====== DOCUMENT PASSAGE

Thursday, July 22, 2010

Looking Forward to Future Fun

The laundry lady is off today, as are the cook, field hands, and chauffeur, so I guess Richard and I will have to get busy doing all the tasks we’d like to assign to our help – if we only had help. The sheets won’t walk to the washer, and the peas won’t pick themselves. It’s still too early to take our surplus garden goods to Pastor Lynda’s food pantry, so all the squash and beans that we’ve shoved into the RV refrigerator until our guests departed are now in desperate need of disposition (or maybe disposal, by now.)

I had an appointment in Atlanta yesterday, and my van shimmied all the way down and back every time my speed exceeded fifty miles per hour. We know my tires are due for replacement, so we’re hoping that the problem is simply the tires. But when one has one hundred, nineteen thousand miles on a vehicle, there’s no telling what may be wrong. It’s time for Richard to take a trip down the mountain to Mac’s Auto Car for diagnosis.

The driver’s side window began misbehaving while we had family here. Once we finally got it into the up position, Richard secured the control button with duct tape to keep it that way. I’m now unable to go through any drive-thru for food or banking business. Maybe, when one begins to duct tape one’s vehicle, it’s time to look into a replacement. Should I get another “Santa’s sleigh” -- or a little red sports car with standard transmission for downshifting on these mountain roads? Of course, shifting entails clutching and with that kink in my right hip, I don’t know how that would work out.

============
====== DATA LISTING

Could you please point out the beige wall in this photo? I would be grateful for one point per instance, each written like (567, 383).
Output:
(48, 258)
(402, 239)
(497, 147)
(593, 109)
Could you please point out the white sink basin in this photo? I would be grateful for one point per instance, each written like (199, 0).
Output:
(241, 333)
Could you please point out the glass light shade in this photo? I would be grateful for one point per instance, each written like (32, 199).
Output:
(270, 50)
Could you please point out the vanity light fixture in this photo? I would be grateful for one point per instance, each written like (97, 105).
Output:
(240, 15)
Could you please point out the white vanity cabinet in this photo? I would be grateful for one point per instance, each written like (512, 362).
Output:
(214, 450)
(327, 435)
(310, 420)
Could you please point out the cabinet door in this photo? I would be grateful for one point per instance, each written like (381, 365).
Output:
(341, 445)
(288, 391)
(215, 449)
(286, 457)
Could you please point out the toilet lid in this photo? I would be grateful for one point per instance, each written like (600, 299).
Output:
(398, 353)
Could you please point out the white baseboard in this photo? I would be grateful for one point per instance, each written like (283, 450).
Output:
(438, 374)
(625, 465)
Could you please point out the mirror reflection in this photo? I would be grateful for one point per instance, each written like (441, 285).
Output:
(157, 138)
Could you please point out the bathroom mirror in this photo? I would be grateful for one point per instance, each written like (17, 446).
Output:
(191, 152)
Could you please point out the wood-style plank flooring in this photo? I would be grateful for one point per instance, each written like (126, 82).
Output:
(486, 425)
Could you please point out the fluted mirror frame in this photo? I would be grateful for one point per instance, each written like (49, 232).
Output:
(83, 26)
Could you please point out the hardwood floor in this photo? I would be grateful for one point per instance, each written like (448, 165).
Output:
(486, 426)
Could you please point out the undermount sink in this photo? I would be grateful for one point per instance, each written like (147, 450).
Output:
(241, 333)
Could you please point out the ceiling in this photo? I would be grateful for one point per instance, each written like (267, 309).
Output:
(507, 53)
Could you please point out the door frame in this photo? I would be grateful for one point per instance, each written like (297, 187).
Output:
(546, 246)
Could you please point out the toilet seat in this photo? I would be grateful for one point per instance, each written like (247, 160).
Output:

============

Please return the July 22, 2010 blog post from above word for word, leaving out the lines that follow it.

Thursday, July 22, 2010

Looking Forward to Future Fun

The laundry lady is off today, as are the cook, field hands, and chauffeur, so I guess Richard and I will have to get busy doing all the tasks we’d like to assign to our help – if we only had help. The sheets won’t walk to the washer, and the peas won’t pick themselves. It’s still too early to take our surplus garden goods to Pastor Lynda’s food pantry, so all the squash and beans that we’ve shoved into the RV refrigerator until our guests departed are now in desperate need of disposition (or maybe disposal, by now.)

I had an appointment in Atlanta yesterday, and my van shimmied all the way down and back every time my speed exceeded fifty miles per hour. We know my tires are due for replacement, so we’re hoping that the problem is simply the tires. But when one has one hundred, nineteen thousand miles on a vehicle, there’s no telling what may be wrong. It’s time for Richard to take a trip down the mountain to Mac’s Auto Car for diagnosis.

The driver’s side window began misbehaving while we had family here. Once we finally got it into the up position, Richard secured the control button with duct tape to keep it that way. I’m now unable to go through any drive-thru for food or banking business. Maybe, when one begins to duct tape one’s vehicle, it’s time to look into a replacement. Should I get another “Santa’s sleigh” -- or a little red sports car with standard transmission for downshifting on these mountain roads? Of course, shifting entails clutching and with that kink in my right hip, I don’t know how that would work out.